## WRITTEN EXERCISE
Pick out every line in the rows below that contains the word "green" and copy each one.

## EXTRACTED INFORMATION

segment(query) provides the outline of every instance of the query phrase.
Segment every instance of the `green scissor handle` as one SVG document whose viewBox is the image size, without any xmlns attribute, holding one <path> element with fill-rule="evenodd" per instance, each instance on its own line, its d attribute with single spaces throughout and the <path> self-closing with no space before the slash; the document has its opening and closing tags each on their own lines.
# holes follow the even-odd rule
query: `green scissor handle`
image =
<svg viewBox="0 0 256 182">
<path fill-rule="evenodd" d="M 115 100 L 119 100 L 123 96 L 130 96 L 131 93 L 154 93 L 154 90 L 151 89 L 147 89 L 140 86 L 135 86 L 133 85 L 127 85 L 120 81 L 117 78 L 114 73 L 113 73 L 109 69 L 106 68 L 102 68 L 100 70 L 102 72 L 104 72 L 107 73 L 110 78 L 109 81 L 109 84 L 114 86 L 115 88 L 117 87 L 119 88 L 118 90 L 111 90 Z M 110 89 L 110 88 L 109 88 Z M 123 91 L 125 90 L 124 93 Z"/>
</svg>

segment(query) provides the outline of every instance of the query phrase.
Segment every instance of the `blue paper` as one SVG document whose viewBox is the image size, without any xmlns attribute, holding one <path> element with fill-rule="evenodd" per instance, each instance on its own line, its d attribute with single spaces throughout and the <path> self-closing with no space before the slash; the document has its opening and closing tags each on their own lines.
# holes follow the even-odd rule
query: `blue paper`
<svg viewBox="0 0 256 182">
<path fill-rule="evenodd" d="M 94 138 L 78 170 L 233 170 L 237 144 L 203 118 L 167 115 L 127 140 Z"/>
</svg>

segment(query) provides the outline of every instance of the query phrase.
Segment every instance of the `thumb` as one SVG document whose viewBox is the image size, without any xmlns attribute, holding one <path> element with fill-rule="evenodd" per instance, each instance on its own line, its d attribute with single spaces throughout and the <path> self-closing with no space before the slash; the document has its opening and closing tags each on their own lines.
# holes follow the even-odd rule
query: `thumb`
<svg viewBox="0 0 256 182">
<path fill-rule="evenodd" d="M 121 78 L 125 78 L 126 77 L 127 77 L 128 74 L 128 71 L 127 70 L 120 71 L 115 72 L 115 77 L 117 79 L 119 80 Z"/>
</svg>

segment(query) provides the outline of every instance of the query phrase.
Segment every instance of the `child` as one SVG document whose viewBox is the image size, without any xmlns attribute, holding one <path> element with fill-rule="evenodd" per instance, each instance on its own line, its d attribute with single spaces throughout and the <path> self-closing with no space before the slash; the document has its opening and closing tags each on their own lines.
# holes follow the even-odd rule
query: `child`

## EXERCISE RESPONSE
Segment every instance of the `green scissor handle` as one SVG document whose viewBox is the image size, without any xmlns attribute, holding one <path> element with fill-rule="evenodd" per instance, each instance on its own line, its d attribute with single spaces throughout and the <path> self-closing with no space before the slash; the document has its opening and closing tags each on their own lines.
query: `green scissor handle`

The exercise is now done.